Render the data from its first line through the line containing "top-left (70, 87), bottom-right (82, 106)", both ends included, as a JSON list of strings with one string per line and blank lines omitted.

————

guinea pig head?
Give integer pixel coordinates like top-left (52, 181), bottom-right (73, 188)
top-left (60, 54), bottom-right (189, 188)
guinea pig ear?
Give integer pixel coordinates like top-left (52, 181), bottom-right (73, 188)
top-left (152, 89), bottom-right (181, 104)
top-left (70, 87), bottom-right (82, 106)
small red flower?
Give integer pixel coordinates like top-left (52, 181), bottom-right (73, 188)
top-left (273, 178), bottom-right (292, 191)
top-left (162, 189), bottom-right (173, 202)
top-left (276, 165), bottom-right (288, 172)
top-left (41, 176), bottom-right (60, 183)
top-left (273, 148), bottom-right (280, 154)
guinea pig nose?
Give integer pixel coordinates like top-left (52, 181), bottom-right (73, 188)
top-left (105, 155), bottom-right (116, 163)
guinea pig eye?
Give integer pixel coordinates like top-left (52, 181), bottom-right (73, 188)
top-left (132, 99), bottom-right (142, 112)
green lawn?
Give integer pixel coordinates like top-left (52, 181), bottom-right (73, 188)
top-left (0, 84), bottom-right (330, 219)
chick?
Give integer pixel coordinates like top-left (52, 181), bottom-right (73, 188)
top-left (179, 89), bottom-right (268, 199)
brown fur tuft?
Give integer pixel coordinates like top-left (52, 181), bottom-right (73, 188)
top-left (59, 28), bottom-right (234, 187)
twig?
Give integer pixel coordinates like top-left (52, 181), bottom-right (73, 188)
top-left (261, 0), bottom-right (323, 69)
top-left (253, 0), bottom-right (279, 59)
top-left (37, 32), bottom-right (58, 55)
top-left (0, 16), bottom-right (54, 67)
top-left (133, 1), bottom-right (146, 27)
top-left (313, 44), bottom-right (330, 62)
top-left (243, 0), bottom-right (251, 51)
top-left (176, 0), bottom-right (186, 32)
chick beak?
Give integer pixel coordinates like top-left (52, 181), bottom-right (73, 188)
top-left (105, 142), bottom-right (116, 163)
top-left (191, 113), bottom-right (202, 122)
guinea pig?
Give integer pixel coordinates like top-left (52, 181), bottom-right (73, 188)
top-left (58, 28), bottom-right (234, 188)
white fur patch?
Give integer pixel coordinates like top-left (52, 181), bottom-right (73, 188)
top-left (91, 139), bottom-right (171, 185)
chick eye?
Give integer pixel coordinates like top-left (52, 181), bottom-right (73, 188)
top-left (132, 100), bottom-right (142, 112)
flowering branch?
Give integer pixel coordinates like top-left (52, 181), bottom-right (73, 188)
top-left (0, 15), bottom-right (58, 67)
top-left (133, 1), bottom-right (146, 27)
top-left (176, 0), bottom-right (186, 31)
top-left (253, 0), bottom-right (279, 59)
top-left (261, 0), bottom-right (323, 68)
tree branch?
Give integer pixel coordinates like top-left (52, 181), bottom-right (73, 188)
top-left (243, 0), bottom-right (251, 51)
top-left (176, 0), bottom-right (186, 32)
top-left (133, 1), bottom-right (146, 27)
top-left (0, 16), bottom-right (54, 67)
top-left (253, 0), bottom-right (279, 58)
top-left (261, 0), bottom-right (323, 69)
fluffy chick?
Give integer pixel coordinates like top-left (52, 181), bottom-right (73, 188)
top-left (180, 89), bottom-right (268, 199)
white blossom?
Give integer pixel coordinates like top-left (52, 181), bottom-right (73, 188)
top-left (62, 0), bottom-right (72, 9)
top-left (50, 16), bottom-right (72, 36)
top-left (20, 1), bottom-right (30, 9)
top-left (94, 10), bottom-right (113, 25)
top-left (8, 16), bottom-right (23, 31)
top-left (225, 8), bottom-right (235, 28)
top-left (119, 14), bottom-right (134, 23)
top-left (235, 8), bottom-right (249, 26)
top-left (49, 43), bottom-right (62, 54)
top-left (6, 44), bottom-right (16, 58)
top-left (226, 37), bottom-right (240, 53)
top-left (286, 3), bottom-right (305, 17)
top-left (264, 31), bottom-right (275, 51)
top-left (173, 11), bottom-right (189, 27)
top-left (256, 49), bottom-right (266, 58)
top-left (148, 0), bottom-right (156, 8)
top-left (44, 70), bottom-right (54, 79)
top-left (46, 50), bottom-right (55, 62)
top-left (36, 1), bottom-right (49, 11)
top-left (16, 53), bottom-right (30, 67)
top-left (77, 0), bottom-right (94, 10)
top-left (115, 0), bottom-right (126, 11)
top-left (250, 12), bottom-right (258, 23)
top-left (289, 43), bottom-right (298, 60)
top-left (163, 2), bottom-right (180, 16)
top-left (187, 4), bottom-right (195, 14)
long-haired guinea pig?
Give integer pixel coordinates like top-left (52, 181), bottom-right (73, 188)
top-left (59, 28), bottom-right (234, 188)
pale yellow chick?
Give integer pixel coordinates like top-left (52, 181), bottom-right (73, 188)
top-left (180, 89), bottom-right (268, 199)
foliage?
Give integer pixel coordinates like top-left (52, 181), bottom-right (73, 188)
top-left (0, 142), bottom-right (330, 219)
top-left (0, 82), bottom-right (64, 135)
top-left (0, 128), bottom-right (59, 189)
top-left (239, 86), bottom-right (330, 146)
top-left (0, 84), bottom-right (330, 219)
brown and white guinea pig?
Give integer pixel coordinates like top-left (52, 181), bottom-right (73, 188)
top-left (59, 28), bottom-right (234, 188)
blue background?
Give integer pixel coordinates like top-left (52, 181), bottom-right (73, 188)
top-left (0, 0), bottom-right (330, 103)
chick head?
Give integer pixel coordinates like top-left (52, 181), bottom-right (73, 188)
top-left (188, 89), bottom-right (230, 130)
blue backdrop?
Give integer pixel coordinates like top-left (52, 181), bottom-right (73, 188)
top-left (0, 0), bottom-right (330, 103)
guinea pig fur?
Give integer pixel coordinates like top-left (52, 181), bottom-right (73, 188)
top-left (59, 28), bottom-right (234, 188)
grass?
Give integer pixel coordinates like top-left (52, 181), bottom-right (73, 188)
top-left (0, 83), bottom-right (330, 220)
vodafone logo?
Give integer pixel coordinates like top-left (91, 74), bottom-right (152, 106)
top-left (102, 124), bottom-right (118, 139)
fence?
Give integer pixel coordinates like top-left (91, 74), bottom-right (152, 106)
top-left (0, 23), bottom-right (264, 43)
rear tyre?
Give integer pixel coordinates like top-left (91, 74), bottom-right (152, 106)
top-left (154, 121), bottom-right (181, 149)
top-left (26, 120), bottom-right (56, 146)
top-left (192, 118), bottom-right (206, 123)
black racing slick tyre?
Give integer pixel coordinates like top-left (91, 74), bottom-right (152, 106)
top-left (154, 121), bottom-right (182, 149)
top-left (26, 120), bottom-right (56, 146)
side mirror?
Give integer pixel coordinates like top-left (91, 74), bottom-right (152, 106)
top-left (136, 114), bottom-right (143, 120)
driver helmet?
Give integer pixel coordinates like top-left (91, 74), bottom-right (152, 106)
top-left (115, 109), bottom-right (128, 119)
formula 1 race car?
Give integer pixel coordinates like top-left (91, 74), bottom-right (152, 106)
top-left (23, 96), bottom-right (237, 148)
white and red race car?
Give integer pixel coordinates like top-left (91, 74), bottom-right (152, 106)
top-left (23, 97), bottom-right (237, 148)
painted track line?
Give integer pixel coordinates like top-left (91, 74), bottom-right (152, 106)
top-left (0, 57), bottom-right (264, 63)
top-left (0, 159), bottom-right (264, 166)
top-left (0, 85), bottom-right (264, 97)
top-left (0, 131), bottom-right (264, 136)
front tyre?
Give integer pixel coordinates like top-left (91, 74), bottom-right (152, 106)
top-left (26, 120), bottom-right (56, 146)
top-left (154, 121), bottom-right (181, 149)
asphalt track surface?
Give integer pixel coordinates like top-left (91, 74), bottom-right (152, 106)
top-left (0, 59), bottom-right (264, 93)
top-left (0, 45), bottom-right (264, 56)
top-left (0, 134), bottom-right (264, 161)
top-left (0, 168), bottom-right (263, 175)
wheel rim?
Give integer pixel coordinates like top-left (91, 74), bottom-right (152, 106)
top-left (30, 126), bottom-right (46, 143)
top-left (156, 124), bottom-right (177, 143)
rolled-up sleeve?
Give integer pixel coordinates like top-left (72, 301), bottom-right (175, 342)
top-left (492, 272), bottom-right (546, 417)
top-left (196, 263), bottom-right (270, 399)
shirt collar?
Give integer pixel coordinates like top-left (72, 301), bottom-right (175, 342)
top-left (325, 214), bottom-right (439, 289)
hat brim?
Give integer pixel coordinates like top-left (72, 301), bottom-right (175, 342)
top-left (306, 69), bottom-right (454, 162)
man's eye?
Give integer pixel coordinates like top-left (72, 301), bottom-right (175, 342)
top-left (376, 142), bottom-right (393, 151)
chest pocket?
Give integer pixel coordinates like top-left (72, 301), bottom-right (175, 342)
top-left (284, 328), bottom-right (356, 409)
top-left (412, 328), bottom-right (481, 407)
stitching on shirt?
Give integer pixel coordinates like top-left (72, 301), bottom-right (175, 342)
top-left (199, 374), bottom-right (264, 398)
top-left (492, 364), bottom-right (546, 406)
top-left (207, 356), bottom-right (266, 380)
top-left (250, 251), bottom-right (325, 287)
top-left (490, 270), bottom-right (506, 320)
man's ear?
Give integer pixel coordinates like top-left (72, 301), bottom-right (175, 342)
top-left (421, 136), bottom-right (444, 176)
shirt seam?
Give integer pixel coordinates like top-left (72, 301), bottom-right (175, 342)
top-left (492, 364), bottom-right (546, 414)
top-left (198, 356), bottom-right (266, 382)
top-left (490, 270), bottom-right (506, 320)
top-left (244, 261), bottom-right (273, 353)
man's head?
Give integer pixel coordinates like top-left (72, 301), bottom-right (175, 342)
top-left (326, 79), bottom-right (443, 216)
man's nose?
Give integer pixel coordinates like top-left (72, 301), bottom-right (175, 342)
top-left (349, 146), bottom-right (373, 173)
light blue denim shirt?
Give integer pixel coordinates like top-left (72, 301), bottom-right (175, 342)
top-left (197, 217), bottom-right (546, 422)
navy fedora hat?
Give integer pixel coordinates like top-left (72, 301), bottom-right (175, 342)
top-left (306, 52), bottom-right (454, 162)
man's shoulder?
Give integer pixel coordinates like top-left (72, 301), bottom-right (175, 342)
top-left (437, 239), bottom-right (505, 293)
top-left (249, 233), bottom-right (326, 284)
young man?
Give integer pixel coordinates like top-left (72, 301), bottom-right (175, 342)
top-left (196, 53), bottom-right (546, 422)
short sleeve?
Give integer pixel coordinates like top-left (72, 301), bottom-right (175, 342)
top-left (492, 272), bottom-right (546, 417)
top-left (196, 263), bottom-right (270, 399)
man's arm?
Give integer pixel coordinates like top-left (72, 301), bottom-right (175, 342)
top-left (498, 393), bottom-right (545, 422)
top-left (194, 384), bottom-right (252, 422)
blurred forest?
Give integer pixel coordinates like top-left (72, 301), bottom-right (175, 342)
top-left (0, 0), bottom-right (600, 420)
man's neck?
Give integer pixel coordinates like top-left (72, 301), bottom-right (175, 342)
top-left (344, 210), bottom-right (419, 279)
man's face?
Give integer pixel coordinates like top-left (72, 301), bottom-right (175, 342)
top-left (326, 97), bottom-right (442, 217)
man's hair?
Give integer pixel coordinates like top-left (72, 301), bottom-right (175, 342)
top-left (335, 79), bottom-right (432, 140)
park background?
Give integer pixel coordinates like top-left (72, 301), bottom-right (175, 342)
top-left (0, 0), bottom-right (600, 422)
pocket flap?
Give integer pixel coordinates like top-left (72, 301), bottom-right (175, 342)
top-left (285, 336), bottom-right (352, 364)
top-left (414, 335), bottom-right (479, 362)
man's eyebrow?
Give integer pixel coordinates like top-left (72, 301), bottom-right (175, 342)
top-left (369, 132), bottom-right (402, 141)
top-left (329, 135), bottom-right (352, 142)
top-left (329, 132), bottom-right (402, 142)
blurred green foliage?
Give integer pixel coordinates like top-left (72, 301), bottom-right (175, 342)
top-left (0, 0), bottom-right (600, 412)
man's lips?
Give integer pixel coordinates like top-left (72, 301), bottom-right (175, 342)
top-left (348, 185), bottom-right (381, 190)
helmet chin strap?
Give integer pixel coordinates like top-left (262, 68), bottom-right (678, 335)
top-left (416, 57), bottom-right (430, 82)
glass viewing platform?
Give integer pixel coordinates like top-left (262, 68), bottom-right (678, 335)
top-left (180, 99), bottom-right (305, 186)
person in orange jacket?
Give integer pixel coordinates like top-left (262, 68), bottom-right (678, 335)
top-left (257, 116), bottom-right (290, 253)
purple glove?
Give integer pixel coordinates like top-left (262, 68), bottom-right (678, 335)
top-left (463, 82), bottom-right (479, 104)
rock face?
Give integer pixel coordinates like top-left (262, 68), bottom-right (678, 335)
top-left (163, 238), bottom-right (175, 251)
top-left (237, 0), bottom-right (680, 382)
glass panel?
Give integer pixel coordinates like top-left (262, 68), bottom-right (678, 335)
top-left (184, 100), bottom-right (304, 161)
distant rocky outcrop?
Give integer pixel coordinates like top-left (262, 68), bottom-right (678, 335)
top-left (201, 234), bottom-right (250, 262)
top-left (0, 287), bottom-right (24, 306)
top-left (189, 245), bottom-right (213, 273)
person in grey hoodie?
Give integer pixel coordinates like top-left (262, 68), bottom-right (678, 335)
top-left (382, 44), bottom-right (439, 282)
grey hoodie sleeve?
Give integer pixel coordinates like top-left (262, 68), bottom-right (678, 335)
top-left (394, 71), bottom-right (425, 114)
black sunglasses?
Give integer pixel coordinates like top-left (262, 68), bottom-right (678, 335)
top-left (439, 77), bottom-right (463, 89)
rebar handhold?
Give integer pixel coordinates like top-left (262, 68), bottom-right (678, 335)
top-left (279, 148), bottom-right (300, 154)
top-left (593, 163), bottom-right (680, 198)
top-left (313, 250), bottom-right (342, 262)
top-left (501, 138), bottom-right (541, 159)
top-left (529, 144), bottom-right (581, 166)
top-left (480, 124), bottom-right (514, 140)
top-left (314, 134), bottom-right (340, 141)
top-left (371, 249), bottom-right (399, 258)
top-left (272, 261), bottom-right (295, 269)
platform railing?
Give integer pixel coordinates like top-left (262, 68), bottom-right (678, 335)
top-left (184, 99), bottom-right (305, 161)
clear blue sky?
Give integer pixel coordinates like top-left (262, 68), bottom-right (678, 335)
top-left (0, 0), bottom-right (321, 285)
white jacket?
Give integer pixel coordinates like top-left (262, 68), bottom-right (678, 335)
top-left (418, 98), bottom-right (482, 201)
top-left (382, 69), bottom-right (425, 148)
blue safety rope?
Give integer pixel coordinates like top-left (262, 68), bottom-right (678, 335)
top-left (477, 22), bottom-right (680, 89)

————

» **REPLY TO THE TASK**
[
  "guinea pig head?",
  "Give integer pixel coordinates like top-left (52, 181), bottom-right (73, 188)",
  "top-left (60, 54), bottom-right (189, 188)",
  "guinea pig ear?",
  "Give integer pixel coordinates like top-left (52, 181), bottom-right (73, 188)",
  "top-left (152, 89), bottom-right (181, 104)",
  "top-left (70, 87), bottom-right (82, 106)"
]